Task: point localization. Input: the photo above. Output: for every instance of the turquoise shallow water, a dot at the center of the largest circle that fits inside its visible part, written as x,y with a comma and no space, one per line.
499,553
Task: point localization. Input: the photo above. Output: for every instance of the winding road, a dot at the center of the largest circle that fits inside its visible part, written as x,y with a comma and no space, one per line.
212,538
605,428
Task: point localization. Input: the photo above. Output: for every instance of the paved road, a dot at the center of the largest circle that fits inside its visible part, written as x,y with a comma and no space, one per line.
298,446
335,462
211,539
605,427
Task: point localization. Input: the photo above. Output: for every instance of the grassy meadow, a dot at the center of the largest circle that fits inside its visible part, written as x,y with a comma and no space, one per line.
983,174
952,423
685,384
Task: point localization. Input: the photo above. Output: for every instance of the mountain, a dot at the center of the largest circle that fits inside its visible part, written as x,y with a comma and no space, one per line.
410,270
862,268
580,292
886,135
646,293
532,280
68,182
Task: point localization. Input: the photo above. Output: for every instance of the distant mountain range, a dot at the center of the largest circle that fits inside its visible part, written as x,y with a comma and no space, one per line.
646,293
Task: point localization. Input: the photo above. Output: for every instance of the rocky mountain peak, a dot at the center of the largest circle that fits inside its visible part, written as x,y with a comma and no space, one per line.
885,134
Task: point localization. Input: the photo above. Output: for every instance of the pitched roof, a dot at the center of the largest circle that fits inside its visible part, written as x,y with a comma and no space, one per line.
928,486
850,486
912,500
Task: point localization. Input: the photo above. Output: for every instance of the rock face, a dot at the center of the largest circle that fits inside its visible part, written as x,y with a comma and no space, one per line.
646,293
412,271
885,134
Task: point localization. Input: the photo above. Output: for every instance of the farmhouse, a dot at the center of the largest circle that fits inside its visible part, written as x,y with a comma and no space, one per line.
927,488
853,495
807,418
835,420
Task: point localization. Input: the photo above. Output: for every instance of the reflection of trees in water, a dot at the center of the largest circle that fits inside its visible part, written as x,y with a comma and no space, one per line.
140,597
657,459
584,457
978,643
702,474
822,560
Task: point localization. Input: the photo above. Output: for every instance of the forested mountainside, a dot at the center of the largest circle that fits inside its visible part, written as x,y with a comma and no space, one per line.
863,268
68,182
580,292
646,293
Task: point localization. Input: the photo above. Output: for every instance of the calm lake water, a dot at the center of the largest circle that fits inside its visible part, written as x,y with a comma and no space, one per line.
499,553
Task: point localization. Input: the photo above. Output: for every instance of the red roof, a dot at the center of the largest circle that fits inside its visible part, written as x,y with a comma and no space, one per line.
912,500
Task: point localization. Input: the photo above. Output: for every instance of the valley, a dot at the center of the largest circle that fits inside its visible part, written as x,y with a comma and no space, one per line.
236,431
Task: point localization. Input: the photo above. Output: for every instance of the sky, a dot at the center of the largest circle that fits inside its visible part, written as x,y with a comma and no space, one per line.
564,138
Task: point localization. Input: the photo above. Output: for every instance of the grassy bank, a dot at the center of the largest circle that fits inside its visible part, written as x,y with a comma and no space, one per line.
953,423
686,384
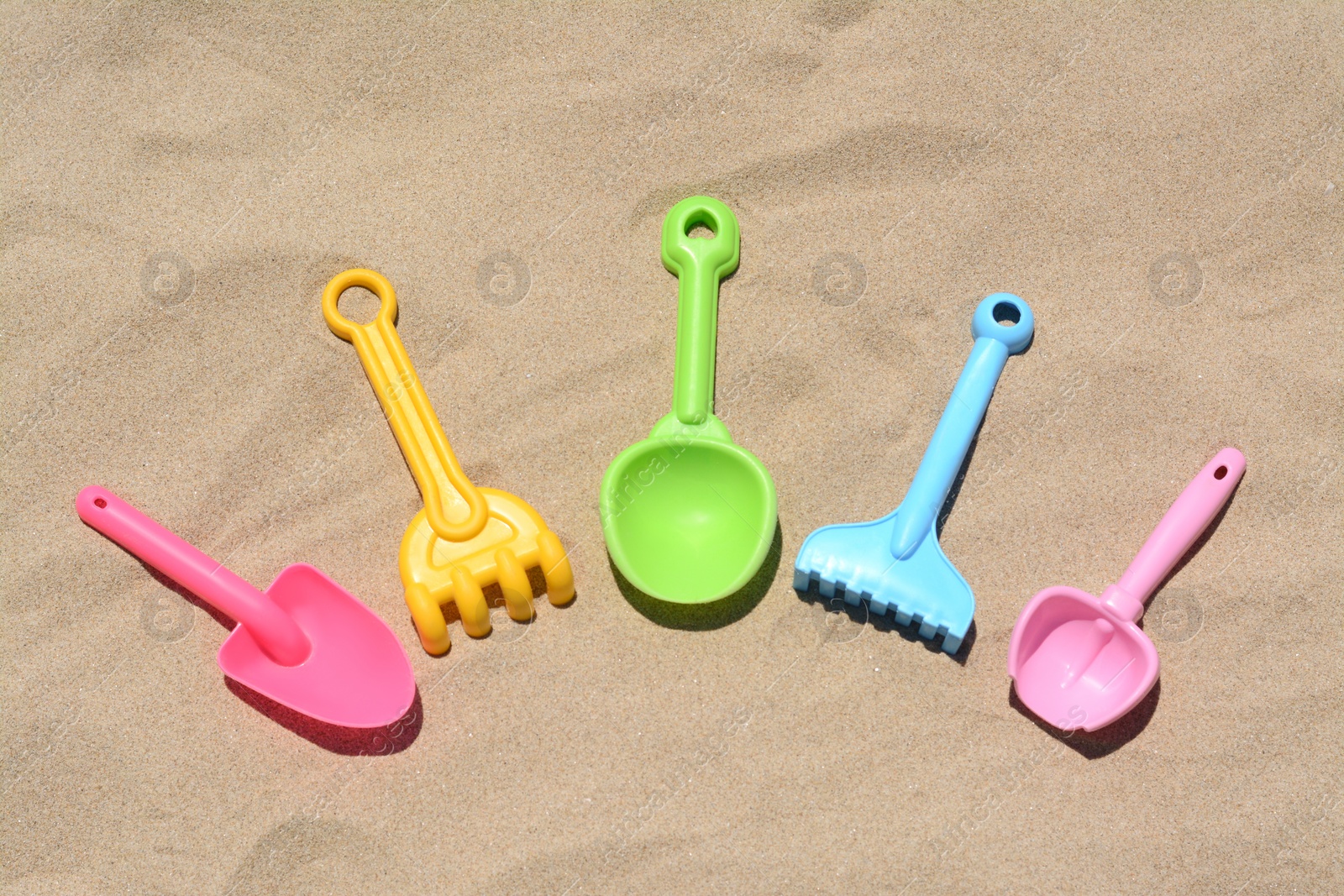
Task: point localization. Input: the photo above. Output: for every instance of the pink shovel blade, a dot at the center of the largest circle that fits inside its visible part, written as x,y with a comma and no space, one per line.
358,676
1075,663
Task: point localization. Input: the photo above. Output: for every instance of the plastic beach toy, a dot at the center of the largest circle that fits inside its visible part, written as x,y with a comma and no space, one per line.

*Problem to solve*:
Except for the pictures, copy the material above exactly.

*Answer to this problem*:
Task: point localization. Input: the photo above. Output: for every instance of the turquoise shallow water, a dot at the center of the largest circle that fits inside its visible part, written as x,y with a comma and no space, one per line.
499,553
Task: point localization. Input: the photo above. Output: for every instance of the winding road, a dot at the center of the largest circle that fits inside its visible part, written as x,y with a comma and no space, one per line.
212,538
605,428
Task: point localization. Input: the photo above. Output: for every instance of the paved road, a dot at the center of the largest circle that fits inside its visible part, written as x,y with a comma and no space, one per line.
298,446
335,462
211,539
605,427
Task: point localization. Input: the photo above. Output: for every instance of the grassy meadow, a dot at the center of the largest circle that fits inside its visible part, written as x,y with a comma and no space, one per line.
983,174
952,423
685,384
Task: point localization. Input: the photo above. Output: for every instance of the mountain, a dot at the center of the largest circle that fits inside its visible part, written as x,y with a comma and no space, one per line.
410,270
862,268
580,292
886,135
646,293
532,280
68,182
Task: point localization. Input: the photo above. Output: for every instance of the distant mountain range, a dot at the center of the largest circle that fits inside its visible part, written as x,y with a comma and no space, one per line.
646,293
Task: point localization. Input: the photo above. Output: for every instance of the rocky mountain peak, a dot at the center of the largest circle that fits inside its visible part, written as x,y with a comma and no space, one per line.
885,134
Task: point localization. Input: the photo above. Output: for every instance of the pitched roof, a dot at the center of the largest circle that fits inside its visible part, written as x,y with a comma and no space, one per line.
928,486
850,486
912,500
Task: point localization. Input: the photo above. Output: for every instance of the rock face, a dot at the center of the largest circle that fits inside its visible part, written as x,y with a comma and no space, one per line.
646,293
412,271
885,134
Task: point localization. Input: the photo above. Output: for every instance of the farmhouse, a dot at the center of the largest circle that fits inside its visible part, written as x,y with a comma and no space, one per line.
927,488
853,495
807,418
835,420
Task: point localization. Input: the photo above. Output: for every instance of the reflection of trees in water, a dot at the center of the largest circle that fits inside its visible part, written as x,y with a comma and no space, one per line.
140,597
657,459
584,457
978,643
702,474
822,560
Task: point localization. Input: the photo above. Output: for every instance of the forested mountainside, a dot at the center of the largest circle that fits inside its visible part, written as x,y with a comma and no space, one per line.
863,268
68,182
580,292
646,293
Task: point localization. Input: the photo above. Output: for every instance of the calm lake water, a dot at the center of the largest circle that fits inside its visible part, written as x,y with a comma and no space, one per line.
499,553
Task: point localization. Input: the photo above. Output: for every instance of the red roof, a dot at the center of the largest circle that fits inside its visible part, written as x,y with a comma and no space, one per line.
912,500
Task: point localization. Input: the photo above. Output: for every instance of the valley, a dot at the center of the largest circle that fits inside its visible part, written as x,y with a comma and no space, one per line.
236,431
Task: point localization. Input: the photo above. Output: for every instance of the sky, a dot at the center of the largest circle that fits inside its visible part, written as x,y with a comma and no space, one per line.
564,138
Task: point localization. Input: the photo above. Output: for every instance of the grassy bank, a dot at the center of the largest circle that fits inside its visible part, written as x,y with a comma and no space, one per line.
953,423
686,384
Task: point localization. Input: the photo above. Output: for every instance of the pink shovel blade, a dot at the center of the largest circle that fits inside its visible part, written as x,y with a comma and no space, one per line.
358,676
1075,663
Task: point localization. Input: the photo above. Output: for every instance of the plastic beach toy, a dot at the center of the largest circle that fits inside its visible part, written as x,y with a comma and no space, one per line.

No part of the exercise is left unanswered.